**ТЕКСТ УПРАЖНЕНИЯ**
"""

Как правило, даже если подобные картины окупаются в прокате, они не запоминаются и не становятся предметом всеобщей гордости. Культурный зритель и вовсе игнорирует подобное кино. Но бывают и такие ситуации, где юмор, даже непристойный, попросту отсутствует, а гэги заменяются на употребление персонажами алкоголя, которое происходит исключительно ради употребления алкоголя, а также падения, крики, бессмысленное насилие и тому подобные вещи, и авторы наивно полагают, что именно это и сделает комедию комедией. В сценарии при этом могут происходить какие-то перипетии и развитие сюжета, но всё это выглядит номинально, нарочито, неестественно, порой и вовсе без логического обоснования и мотивации. Если в финале авторы и пытаются преподнести какую-то идею, которая, по замыслу, должна оправдать всё произошедшее на экране, то, как правило, даже это не получается правдоподобно. Внимательный и вдумчивый зритель остаётся разочарован и обманут.

Конечно, есть и хорошие образцы комедий, с интеллектуальным юмором и узнаваемыми широким зрителем ситуациями. Некоторые из них основываются на пьесах (комедии «Квартета И»). В них временами встречается и грубость, и непристойность, но в умеренных количествах, не перекрывая всего остального. Порой поднимаются и серьёзные темы, которые возводят фильм в ранг трагикомедии. Например, фильм Евгения Шелякина «Ч/Б» рассказывает о ксенофобии. Иногда комедия соединяется с притчей, как, например, фильм Александра Прошкина «Охрана», и может быть наполнена библейскими отсылками. Не уменьшается популярность и у такого жанра, как чёрная комедия, более циничного и злого, но также не исключающего элемента радости. В этом жанре Юрий Арабов, сценарист «Охраны», работал с Андреем Прошкиным, сыном Александра Прошкина, сняв фильм «Орлеан».

"""

**ДАННЫЕ ДЛЯ АНАЛИЗА**

"""

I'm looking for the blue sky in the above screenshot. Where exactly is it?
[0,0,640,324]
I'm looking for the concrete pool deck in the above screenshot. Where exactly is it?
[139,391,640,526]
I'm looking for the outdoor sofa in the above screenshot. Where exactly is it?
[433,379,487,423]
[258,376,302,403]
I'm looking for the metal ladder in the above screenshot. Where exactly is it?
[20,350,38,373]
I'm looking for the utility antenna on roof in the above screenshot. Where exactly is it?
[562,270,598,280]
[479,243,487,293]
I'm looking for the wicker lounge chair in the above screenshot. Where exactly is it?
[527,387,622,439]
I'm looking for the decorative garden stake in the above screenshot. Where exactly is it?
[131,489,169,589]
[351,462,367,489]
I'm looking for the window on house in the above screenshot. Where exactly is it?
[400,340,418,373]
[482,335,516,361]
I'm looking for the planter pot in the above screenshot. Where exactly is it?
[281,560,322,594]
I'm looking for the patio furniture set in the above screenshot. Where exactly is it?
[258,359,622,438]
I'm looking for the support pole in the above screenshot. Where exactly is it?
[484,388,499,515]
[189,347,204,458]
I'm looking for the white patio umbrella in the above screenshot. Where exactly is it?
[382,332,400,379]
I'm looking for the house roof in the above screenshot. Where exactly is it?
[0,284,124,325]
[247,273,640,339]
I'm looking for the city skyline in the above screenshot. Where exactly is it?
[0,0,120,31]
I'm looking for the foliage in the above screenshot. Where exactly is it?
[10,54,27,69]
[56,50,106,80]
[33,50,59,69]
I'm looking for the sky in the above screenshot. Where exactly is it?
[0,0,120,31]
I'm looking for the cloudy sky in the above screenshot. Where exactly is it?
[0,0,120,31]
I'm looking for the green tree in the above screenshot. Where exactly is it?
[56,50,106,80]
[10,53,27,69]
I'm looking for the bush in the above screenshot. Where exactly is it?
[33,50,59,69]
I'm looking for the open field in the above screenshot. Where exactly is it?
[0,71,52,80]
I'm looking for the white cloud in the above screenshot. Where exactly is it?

"""

**ЗАДАНИЯ**
**a)** Назовите все фильмы, которые в тексте о комедиях упомянуты по названию.
**b)** Определите, соответствуют ли тексту о комедиях следующие утверждения: (i) культурный зритель игнорирует подобное кино; (ii) фильм «Ч/Б» снял Александр Прошкин; (iii) Юрий Арабов был сценаристом фильма «Охрана». На каждое ответьте «да» или «нет» и приведите дословно решающие слова текста.
**c)** Продолжите текст о комедиях, начиная сразу после его последнего предложения.
Приведённые пункты являются самостоятельным материалом, отдельным от текста о комедиях.

**ОТВЕТЫ**
**a)** «Ч/Б», «Охрана», «Орлеан».

**b)**
(i) Да: «Культурный зритель и вовсе игнорирует подобное кино».
(ii) Нет: «фильм Евгения Шелякина «Ч/Б» рассказывает о ксенофобии».
(iii) Да: «Юрий Арабов, сценарист «Охраны»».

**c)**
Почему-то считается, что драма обязательно должна быть тяжёлой и серьёзной. Однако светлые драмы, радостные, всё же снимаются. Фильм Сергея Лобана «Шапито-шоу» позиционируется как комедия, однако там совсем не много смешного, несмотря на то, что часть действия происходит в цирке, а герои временами исполняют музыкальные номера с танцами. Ведь в центре фильма находятся человеческие взаимоотношения: новеллы, из которых фильм состоит, так и называются: «Любовь», «Дружба», «Уважение», «Сотрудничество». В них рассматриваются неоднозначности и проблемы, которые могут возникнуть у людей. К героям нельзя отнестись однозначно и с уверенностью сказать, кто именно прав, а кто нет, и это даёт зрителю повод по-своему симпатизировать каждому из них. Главные герои одной новеллы становятся эпизодическими сквозными персонажами в другой, что создаёт целостность произведения и помогает посмотреть на одно и то же с разных точек зрения, и тем самым добавляет правдоподобия. Но главное заключается в том, что в итоге персонажи находят способ решить свои проблемы, в их жизни всё проясняется, и даже если им приходится принять тяжёлое решение, они вместе со зрителем понимают, что это действительно к лучшему.

Но даже драмы серьёзные, в которых происходят и страшные вещи, не обязательно должны быть начисто лишёнными радости. Действие фильма «Юрьев день» по сценарию упомянутого выше Юрия Арабова происходит в городе, заметённом метелью. Это снова притча в условном, вне временном пространстве. Героиня сначала теряет сына, но затем обретает в себя, и становится участницей церковного хора. Снег и обилие белого цвета здесь как раз приобретает амбивалентность. Также трагикомичны и фильмы Анны Меликян: «Русалка» и «Звезда».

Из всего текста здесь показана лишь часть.